* [INSTRUCTIONS FOR THE TASK]
Your answer must consist solely of the line containing "The service MUST place a point on the bus registration" and each line after it through the end of the data, copied exactly.
[[ RECORDED INFORMATION open ]]
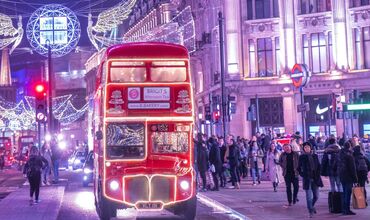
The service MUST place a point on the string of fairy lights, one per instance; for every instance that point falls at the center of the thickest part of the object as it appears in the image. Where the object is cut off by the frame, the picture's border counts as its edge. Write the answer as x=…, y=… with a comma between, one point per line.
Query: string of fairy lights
x=21, y=115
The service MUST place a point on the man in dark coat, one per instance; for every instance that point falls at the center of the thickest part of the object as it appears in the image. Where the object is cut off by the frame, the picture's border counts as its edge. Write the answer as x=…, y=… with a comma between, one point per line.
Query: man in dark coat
x=202, y=161
x=329, y=166
x=289, y=163
x=309, y=170
x=215, y=161
x=233, y=155
x=347, y=175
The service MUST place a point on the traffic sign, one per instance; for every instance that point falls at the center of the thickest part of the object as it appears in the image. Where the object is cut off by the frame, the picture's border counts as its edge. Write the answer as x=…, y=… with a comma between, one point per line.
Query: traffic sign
x=303, y=107
x=300, y=75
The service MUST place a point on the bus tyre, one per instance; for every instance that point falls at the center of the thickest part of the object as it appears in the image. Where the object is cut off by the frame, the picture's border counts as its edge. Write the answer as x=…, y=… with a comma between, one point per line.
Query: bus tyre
x=105, y=207
x=187, y=209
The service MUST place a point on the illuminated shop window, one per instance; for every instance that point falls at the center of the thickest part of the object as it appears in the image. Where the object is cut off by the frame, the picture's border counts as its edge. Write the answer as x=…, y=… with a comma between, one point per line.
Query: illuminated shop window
x=358, y=3
x=259, y=9
x=264, y=56
x=317, y=47
x=314, y=6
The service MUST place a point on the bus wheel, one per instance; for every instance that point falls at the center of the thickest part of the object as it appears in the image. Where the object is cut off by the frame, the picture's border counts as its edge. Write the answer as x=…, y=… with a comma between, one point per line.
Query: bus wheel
x=187, y=209
x=105, y=208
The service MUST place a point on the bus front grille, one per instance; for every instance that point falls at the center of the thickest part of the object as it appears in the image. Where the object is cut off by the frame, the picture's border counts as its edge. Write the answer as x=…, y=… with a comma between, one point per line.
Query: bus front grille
x=162, y=188
x=136, y=189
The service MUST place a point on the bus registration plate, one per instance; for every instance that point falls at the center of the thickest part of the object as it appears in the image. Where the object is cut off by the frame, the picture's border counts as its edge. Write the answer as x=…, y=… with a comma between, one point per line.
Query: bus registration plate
x=149, y=205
[[ RECORDED INFORMATION closed ]]
* [ANSWER TO THE PROBLEM]
The service MUST place a point on the bus registration plate, one per instance; for every instance that point falls at the center of the thickest part of the object as it appears in the image. Where the object is cut off by the frame, the picture's border counts as its edge. Write the answer as x=…, y=… with a comma between, one point per line.
Query: bus registration plate
x=149, y=205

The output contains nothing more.